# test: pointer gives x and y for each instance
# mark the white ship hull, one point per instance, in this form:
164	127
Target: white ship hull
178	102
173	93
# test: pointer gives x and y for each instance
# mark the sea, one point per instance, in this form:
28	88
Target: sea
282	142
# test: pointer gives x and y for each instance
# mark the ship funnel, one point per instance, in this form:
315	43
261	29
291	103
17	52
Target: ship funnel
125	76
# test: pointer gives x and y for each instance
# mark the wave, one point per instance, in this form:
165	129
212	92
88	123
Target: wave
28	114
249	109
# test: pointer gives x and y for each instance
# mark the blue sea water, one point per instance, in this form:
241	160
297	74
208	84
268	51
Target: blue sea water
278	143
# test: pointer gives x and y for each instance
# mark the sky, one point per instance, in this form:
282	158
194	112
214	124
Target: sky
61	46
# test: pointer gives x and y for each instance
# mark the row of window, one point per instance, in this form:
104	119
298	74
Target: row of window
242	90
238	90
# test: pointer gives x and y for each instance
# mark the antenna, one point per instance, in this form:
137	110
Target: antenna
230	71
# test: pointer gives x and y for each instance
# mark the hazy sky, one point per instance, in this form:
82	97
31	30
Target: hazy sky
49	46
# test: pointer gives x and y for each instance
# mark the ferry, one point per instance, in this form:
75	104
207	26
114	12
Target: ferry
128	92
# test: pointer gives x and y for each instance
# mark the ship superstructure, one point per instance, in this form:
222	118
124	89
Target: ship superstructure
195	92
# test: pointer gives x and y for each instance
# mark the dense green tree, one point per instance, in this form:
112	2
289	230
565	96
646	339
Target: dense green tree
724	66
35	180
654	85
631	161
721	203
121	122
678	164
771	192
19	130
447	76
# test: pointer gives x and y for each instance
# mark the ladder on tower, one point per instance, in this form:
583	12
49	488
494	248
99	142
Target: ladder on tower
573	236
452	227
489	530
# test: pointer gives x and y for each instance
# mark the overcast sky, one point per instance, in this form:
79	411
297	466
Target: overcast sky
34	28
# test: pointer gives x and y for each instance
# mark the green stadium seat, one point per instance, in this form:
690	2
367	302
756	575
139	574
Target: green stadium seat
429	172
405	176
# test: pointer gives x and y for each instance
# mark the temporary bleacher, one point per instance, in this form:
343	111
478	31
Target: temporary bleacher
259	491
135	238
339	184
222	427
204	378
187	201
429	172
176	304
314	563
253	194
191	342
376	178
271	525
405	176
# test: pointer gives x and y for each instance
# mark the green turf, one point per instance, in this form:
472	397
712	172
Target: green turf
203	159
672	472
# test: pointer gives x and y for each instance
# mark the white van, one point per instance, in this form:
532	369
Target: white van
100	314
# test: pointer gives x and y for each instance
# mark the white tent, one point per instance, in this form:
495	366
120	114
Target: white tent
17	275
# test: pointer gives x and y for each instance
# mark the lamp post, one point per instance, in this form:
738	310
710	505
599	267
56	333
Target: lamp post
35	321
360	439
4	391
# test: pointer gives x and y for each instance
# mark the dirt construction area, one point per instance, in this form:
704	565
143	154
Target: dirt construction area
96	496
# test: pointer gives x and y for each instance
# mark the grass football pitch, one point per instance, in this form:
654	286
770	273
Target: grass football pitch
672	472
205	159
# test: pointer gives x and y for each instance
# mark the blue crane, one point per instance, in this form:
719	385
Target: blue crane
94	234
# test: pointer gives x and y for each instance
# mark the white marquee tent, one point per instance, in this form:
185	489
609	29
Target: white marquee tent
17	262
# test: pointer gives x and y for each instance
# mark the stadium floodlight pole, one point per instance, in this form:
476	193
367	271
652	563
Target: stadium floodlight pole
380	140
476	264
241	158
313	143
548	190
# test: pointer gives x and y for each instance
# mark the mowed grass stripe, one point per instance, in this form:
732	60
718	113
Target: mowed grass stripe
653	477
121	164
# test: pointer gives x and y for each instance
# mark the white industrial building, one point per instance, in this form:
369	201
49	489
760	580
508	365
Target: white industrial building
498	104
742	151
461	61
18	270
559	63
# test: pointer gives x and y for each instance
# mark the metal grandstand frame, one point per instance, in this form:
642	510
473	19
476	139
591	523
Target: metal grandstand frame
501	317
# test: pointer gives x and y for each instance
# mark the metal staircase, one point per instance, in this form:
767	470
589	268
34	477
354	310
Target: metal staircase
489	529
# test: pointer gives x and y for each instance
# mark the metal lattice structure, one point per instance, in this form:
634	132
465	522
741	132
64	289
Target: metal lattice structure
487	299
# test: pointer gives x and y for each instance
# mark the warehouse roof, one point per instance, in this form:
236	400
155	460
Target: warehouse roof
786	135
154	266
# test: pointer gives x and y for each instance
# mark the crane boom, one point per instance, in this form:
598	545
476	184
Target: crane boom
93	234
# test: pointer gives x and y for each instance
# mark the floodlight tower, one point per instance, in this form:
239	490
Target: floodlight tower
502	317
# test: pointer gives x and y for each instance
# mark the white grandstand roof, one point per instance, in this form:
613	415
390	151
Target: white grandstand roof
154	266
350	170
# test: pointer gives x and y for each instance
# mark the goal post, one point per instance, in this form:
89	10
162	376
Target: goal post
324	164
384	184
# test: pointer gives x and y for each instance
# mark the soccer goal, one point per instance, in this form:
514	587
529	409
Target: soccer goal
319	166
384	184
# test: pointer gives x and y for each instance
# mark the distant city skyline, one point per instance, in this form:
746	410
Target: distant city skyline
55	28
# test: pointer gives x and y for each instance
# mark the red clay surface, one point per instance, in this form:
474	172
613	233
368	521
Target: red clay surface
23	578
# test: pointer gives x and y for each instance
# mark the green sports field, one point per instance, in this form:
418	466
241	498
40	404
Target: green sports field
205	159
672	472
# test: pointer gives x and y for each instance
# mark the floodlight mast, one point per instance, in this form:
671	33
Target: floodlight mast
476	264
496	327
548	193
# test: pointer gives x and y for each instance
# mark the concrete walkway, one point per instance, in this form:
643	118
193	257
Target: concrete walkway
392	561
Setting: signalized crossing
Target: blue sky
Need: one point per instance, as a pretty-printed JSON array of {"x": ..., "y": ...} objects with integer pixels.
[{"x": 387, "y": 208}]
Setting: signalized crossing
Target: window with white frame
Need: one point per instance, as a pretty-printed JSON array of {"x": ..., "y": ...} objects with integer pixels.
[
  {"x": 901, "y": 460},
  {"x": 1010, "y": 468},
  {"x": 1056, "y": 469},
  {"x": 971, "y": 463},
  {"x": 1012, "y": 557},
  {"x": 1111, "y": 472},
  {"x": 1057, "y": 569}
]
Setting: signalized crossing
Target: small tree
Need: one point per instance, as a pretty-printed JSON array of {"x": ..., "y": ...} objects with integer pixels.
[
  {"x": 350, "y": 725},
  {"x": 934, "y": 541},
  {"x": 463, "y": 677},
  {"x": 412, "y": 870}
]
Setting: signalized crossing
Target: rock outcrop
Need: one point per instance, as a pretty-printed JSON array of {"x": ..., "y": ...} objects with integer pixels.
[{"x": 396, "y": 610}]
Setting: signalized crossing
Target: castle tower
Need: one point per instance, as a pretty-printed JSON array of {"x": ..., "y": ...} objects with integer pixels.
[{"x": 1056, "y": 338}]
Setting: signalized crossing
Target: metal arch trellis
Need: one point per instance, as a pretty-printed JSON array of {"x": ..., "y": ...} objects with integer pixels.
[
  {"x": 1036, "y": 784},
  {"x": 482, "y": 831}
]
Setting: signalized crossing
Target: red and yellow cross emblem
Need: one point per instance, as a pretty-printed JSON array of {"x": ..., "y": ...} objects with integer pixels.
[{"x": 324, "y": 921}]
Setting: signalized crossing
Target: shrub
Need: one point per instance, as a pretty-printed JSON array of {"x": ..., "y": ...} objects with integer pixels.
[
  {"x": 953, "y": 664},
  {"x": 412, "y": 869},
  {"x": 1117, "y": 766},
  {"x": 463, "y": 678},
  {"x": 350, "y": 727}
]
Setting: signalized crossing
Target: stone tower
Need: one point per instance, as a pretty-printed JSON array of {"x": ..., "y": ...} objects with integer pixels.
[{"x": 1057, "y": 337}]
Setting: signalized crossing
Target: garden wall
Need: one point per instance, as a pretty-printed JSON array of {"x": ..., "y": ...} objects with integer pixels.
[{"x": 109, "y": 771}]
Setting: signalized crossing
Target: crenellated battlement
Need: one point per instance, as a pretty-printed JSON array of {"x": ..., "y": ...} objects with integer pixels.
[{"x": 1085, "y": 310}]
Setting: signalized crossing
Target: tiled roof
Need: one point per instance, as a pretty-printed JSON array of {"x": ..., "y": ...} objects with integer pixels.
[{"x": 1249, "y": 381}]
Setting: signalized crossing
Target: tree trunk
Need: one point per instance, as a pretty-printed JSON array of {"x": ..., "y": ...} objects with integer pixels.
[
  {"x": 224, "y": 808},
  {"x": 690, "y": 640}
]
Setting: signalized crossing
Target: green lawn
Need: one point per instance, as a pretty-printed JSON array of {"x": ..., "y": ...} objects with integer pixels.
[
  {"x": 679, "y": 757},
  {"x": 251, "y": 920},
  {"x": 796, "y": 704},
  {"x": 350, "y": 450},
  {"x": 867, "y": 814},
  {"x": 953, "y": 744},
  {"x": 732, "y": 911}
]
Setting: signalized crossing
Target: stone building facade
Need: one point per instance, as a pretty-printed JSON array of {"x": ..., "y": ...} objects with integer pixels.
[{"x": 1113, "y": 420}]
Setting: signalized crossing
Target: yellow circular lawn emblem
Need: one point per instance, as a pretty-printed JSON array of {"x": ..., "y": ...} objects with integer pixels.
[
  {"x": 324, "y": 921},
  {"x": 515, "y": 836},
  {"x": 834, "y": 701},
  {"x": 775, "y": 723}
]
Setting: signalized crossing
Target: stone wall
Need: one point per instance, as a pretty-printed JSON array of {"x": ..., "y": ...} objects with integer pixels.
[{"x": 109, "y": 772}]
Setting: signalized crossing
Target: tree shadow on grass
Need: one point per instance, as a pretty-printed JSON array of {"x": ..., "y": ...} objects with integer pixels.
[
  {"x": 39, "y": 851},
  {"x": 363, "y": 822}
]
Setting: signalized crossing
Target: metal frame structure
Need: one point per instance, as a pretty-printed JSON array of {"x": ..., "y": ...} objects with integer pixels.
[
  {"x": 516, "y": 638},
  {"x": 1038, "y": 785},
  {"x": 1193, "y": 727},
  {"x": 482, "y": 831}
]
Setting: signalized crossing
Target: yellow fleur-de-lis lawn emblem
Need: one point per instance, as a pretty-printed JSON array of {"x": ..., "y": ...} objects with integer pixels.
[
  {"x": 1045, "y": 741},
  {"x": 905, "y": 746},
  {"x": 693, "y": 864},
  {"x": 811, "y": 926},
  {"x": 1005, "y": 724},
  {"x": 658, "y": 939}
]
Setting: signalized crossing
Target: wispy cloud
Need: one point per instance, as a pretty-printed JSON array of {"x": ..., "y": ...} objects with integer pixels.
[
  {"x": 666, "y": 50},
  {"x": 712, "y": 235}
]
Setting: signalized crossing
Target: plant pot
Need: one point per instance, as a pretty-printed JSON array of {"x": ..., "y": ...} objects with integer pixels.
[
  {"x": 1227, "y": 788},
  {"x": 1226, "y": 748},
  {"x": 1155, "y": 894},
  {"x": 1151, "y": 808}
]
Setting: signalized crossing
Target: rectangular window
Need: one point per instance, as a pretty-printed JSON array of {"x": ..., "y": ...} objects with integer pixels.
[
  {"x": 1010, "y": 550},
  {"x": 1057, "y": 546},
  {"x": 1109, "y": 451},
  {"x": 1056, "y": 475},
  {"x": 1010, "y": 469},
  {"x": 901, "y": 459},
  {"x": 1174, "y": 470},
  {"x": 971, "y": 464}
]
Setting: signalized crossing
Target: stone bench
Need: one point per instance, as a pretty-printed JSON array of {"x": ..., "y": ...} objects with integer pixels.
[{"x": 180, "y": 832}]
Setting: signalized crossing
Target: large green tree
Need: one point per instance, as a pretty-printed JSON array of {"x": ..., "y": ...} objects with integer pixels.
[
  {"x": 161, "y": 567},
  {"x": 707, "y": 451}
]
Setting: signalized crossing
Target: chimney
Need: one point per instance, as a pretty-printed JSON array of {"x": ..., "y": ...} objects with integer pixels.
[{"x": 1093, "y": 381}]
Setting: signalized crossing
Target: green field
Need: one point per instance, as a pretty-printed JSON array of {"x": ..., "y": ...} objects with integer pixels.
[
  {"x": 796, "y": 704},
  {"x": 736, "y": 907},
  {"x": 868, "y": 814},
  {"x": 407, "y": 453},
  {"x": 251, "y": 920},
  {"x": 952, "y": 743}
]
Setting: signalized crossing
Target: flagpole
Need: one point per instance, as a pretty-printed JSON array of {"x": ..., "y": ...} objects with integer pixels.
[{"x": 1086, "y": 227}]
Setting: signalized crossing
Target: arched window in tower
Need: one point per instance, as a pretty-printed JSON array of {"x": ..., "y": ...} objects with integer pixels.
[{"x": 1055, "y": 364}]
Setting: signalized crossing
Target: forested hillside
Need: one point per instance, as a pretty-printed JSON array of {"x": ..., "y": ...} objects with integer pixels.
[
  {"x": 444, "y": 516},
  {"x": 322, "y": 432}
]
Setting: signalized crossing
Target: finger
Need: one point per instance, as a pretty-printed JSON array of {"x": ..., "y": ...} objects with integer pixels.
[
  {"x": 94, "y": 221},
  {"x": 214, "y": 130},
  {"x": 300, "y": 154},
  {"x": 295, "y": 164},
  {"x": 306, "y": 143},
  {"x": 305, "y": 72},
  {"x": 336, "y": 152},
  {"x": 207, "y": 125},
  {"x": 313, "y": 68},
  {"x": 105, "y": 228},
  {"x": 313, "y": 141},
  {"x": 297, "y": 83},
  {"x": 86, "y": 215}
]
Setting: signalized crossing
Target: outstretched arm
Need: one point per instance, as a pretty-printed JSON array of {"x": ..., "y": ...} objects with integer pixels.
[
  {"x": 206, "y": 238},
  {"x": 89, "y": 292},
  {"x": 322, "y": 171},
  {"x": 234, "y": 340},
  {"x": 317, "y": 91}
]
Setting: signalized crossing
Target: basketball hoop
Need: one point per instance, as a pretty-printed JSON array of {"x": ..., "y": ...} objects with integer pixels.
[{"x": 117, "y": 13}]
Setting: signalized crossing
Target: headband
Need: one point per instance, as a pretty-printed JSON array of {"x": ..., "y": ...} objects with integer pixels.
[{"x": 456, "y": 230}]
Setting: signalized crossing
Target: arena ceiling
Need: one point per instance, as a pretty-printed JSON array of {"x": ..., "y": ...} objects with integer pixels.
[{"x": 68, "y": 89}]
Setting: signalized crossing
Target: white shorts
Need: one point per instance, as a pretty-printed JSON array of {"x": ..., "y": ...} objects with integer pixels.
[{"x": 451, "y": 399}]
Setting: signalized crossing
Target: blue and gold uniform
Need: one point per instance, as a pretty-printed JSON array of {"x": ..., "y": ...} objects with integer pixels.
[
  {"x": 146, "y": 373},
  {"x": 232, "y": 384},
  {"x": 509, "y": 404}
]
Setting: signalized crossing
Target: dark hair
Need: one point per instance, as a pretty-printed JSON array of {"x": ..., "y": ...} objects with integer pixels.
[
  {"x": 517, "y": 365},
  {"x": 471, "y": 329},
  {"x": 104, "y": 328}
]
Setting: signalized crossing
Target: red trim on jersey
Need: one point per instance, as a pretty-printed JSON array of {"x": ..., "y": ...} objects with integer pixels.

○ ○ ○ ○ ○

_Problem to work on_: Within the material above, find every line containing the word "yellow" and copy it.

_Solution to this problem_:
Target: red and yellow cross emblem
Target: yellow circular lawn emblem
Target: yellow fleur-de-lis lawn emblem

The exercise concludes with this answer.